■ Problem requirements ■
Copy out every line of the data exactly.

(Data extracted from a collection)
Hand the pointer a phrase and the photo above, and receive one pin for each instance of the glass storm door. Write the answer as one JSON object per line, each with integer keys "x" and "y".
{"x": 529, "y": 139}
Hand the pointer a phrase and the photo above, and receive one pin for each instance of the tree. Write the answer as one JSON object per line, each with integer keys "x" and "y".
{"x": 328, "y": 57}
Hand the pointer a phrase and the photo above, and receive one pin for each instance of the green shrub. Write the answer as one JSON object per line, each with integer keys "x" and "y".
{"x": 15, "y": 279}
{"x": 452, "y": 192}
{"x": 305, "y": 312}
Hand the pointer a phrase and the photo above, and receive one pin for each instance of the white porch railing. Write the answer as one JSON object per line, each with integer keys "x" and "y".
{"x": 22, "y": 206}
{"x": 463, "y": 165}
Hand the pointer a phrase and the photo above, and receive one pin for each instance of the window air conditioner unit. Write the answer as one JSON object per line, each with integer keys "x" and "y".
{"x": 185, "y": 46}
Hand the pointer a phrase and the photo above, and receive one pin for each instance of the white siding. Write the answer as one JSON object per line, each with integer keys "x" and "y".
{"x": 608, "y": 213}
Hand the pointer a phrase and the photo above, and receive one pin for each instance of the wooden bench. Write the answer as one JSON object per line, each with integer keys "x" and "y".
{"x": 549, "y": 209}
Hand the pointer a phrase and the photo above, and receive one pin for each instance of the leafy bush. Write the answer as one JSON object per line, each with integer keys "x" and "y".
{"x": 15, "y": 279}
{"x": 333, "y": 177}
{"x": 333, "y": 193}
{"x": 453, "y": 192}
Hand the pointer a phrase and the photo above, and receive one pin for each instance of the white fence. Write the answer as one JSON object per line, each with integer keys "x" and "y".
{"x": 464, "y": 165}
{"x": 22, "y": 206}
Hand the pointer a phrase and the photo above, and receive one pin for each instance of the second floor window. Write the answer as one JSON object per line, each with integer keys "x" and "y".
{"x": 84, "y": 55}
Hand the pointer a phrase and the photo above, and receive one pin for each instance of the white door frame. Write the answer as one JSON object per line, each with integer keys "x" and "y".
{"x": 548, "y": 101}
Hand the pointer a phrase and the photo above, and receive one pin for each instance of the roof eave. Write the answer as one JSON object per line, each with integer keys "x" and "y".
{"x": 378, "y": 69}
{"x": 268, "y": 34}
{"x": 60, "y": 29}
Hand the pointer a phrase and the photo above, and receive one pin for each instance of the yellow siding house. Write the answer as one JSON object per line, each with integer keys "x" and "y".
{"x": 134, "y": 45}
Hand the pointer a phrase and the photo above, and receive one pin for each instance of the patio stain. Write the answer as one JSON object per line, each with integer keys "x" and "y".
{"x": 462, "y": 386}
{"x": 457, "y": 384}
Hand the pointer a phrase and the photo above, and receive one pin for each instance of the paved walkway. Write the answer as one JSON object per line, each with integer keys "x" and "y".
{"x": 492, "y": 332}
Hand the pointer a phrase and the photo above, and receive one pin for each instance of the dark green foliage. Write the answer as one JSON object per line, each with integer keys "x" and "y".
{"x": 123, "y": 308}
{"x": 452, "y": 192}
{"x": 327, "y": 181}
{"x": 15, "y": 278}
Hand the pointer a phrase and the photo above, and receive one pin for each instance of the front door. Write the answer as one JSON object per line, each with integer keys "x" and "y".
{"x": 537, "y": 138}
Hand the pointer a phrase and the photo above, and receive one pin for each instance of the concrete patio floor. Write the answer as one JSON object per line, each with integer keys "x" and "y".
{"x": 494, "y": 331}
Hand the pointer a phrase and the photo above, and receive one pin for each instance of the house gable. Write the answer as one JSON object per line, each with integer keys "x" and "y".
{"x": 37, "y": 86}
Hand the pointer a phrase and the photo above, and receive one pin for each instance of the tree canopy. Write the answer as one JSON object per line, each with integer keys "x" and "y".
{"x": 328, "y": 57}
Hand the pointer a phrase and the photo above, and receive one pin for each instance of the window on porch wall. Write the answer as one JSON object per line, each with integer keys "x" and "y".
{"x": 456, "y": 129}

■ Worked answer ■
Hand the pointer a phrase and the photo above, and receive one pin for each instance of the glass storm door. Write the answer as one JSON object per line, each with integer keys "x" and "y".
{"x": 529, "y": 139}
Hand the pointer a phrase and the photo above, and receive one pin for each instance of the tree. Write the answer as one JSON object per line, each with integer keys "x" and "y".
{"x": 328, "y": 57}
Hand the pointer a phrase and the photo above, and receive one pin for each instance of the green shrub. Write the answer as one JSON object per line, each with integer keys "x" and "y".
{"x": 15, "y": 279}
{"x": 452, "y": 192}
{"x": 305, "y": 312}
Hand the pointer a phrase and the photo above, and receive one pin for each instance of the white porch railing. Write the answer as one JSON object per line, each with integer keys "x" and "y".
{"x": 22, "y": 206}
{"x": 463, "y": 165}
Hand the pointer a phrase and the photo above, and receive one pin for each instance of the window air conditioner unit. Write the answer as one JSON object per line, each with integer keys "x" and "y".
{"x": 185, "y": 46}
Hand the pointer a phrase and the photo above, and receive one pin for each instance of the white siding. Write the answer as one JSON object per line, each with integer keys "x" and "y".
{"x": 608, "y": 213}
Hand the pointer a phrase and the photo above, and receive one pin for each instance of the wooden bench. Write the answer as one JSON object per line, each with integer keys "x" and "y".
{"x": 549, "y": 209}
Hand the pointer a phrase and the photo above, and receive one pin for each instance of the leafy bush. Write the answer as one JSON object per line, each with integer keys "x" and "y".
{"x": 15, "y": 279}
{"x": 333, "y": 177}
{"x": 333, "y": 193}
{"x": 453, "y": 192}
Hand the pointer a phrase and the photo above, and receive one pin for each instance of the white fence. Write the answer as one JSON object per line, each with integer keys "x" and "y".
{"x": 464, "y": 165}
{"x": 22, "y": 206}
Hand the pointer a phrase and the photo above, and receive one pin for each instance of the second floor window. Write the answer as one JSON object per line, each with integer keys "x" and "y".
{"x": 84, "y": 55}
Hand the pointer a phrase and the photo above, and receive one pin for each instance of the white door frame. Write the answer as one JSON object per line, each with integer keys "x" and "y".
{"x": 548, "y": 101}
Hand the pointer a phrase and the photo above, and receive one pin for each instance of the roof eave. Write the answer as one JSON object per line, each with integer keys "x" and "y".
{"x": 378, "y": 69}
{"x": 268, "y": 34}
{"x": 60, "y": 29}
Hand the pointer a phrase and the photo above, and receive one pin for each instance of the yellow siding house. Write the answer as one JSON object per line, each with integer keys "x" and "y".
{"x": 134, "y": 45}
Hand the pointer a phrase and the photo above, and receive one pin for each instance of the patio stain. Write the answer as one JSON object per line, each with integer keys "x" and "y".
{"x": 462, "y": 386}
{"x": 457, "y": 384}
Hand the pointer a phrase and the photo above, and receive one pin for each instance of the paved walkway. Write the answer as one JSON object per line, each with integer keys "x" and "y".
{"x": 492, "y": 332}
Hand the pointer a phrase and the photo above, and receive one pin for each instance of the dark green foliage. Write the answer as one JSON object per line, each with integer keys "x" and "y".
{"x": 123, "y": 308}
{"x": 452, "y": 192}
{"x": 327, "y": 181}
{"x": 15, "y": 278}
Hand the pointer a phrase and the photo above, and receive one pin for each instance of the front door. Write the answer as one JSON object per line, each with integer keys "x" and "y".
{"x": 537, "y": 138}
Hand the pointer a phrase and the photo above, and receive one pin for each instance of the concrete patio floor. Write the answer as one JSON object per line, each with integer keys "x" and "y".
{"x": 494, "y": 331}
Hand the pointer a phrase and the photo above, and receive one pin for each instance of the house gable. Write the answer as one JSON object per line, each with integer keys "x" and "y".
{"x": 37, "y": 86}
Hand the pointer a phrase and the photo above, and receive one pin for each instance of the tree canopy. Write the answer as one JSON object per line, each with integer keys "x" and "y".
{"x": 328, "y": 57}
Hand the pointer a phrase and the photo above, and receive one pin for each instance of the window on porch wall. Write the answer as one JSON object per line, each with integer keys "x" and "y".
{"x": 456, "y": 129}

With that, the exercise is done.